What you have to do
Convert the entries from the start up to and including the line containing "[(192, 73), (740, 21), (361, 45), (364, 182), (617, 34)]" into a two-column CSV with the headers input and output, one row per entry. Put each entry's text and its answer in one quoted field apiece, with line breaks replaced by spaces, and leave the pictures out.

----- Provided material

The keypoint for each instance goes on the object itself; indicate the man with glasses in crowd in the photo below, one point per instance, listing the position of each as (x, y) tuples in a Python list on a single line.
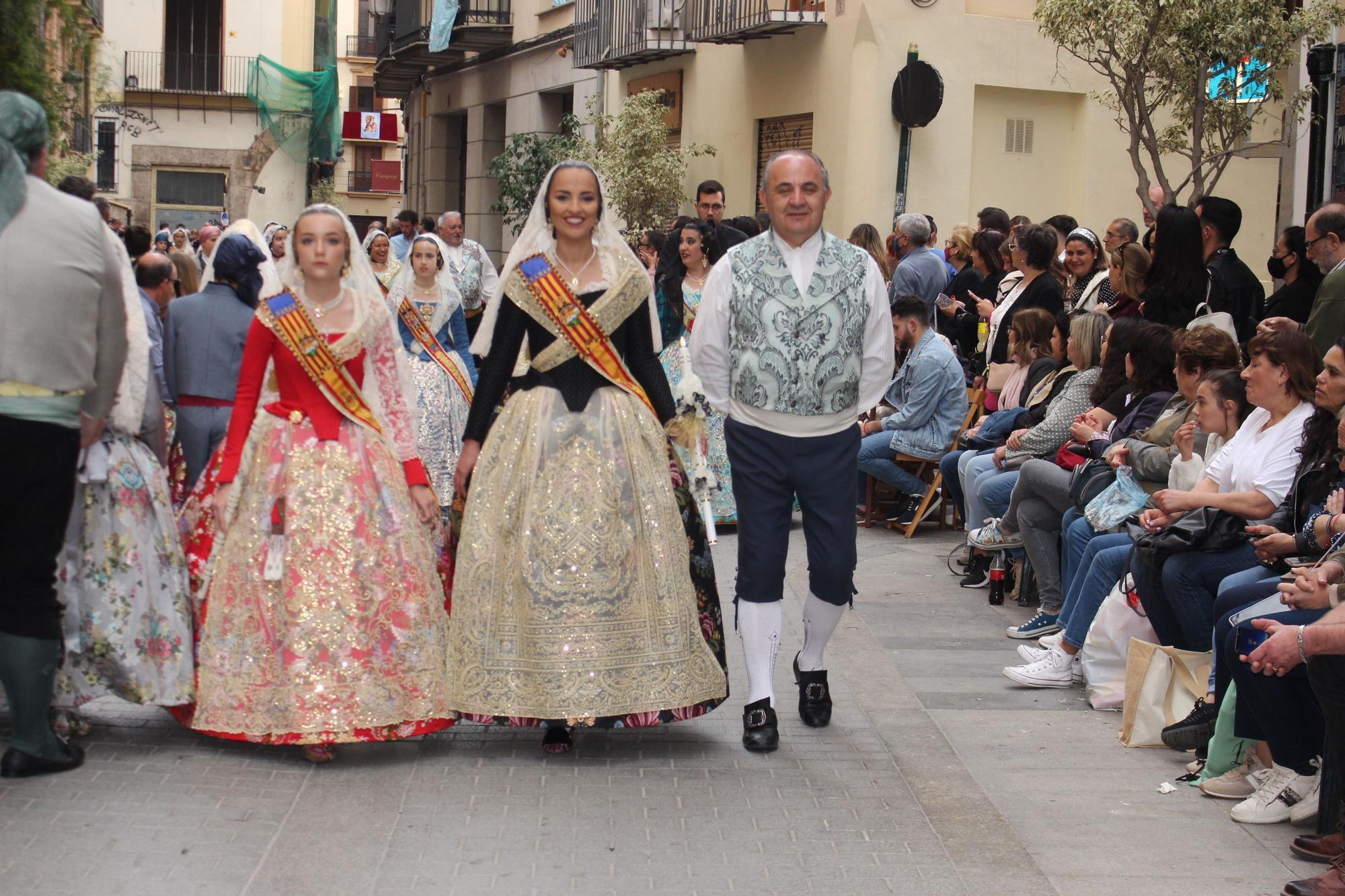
[(709, 208)]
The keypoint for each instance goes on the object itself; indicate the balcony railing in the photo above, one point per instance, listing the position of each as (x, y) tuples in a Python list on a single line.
[(192, 73), (740, 21), (361, 45), (364, 182), (617, 34)]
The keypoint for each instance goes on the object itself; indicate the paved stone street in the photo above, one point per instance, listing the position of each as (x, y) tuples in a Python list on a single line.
[(935, 776)]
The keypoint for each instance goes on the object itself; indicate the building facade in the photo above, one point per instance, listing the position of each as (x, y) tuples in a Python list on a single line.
[(1016, 130), (178, 140)]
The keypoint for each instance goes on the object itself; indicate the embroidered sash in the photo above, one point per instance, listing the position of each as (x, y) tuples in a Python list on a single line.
[(297, 331), (578, 326), (432, 346)]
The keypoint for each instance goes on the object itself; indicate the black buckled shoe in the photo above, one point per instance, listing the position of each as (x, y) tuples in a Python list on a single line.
[(814, 696), (761, 729), (20, 764)]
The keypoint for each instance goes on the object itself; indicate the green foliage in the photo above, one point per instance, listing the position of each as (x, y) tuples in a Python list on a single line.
[(644, 175), (1157, 58), (521, 169)]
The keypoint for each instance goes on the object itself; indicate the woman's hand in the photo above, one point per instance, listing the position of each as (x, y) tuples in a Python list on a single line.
[(466, 464), (424, 502), (1186, 439), (1172, 501), (223, 507)]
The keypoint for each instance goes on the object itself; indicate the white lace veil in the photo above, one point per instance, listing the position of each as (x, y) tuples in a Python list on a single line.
[(450, 299), (614, 253)]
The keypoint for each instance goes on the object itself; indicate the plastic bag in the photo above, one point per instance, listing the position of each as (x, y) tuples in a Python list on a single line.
[(1118, 501)]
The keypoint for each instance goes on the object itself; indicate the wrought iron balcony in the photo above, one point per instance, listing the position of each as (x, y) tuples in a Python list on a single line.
[(194, 73), (403, 40), (361, 45), (618, 34), (742, 21)]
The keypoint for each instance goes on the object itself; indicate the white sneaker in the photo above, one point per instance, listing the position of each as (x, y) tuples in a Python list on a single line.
[(1055, 669), (1274, 801), (1239, 782)]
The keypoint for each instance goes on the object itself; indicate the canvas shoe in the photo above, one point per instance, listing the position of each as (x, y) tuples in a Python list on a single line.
[(1277, 795), (1055, 669), (993, 537), (1043, 623), (1239, 782)]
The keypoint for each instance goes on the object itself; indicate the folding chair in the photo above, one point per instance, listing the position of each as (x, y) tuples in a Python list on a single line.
[(922, 467)]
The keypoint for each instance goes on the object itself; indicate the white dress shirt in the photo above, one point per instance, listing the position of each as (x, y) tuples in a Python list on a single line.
[(712, 362), (490, 278)]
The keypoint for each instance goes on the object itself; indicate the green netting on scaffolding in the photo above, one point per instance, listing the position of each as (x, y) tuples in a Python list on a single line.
[(299, 108)]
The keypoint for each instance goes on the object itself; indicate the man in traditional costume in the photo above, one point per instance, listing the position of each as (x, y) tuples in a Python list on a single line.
[(793, 341), (474, 275)]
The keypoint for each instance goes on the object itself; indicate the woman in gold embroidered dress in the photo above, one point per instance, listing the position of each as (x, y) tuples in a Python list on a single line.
[(576, 599), (325, 616)]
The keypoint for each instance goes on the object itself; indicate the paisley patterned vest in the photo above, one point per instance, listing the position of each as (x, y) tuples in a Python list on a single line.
[(797, 354), (469, 276)]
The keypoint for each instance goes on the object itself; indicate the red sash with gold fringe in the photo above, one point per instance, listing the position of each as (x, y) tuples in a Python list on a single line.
[(578, 325), (407, 311), (297, 331)]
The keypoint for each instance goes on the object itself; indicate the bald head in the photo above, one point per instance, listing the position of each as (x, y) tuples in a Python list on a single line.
[(1327, 236)]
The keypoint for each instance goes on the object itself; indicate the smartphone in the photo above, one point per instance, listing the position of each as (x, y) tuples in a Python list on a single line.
[(1250, 639)]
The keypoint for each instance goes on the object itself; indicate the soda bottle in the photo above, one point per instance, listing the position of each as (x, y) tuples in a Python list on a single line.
[(997, 579)]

----------

Result for this exercise
input,output
"The keypoint for each instance goes on the object itself; indicate the man with glasses in crowd in the photo below, one point per instance, listing the position of each as (x, y) tuples in a Python list on a single line.","[(709, 208)]"
"The keypoint for each instance goes on the object itself; indicate the balcony railing in the photo above, one point per instance, listing the position of each as (x, y) tuples in a Python list on a single line.","[(192, 73), (740, 21), (361, 45), (364, 182), (617, 34)]"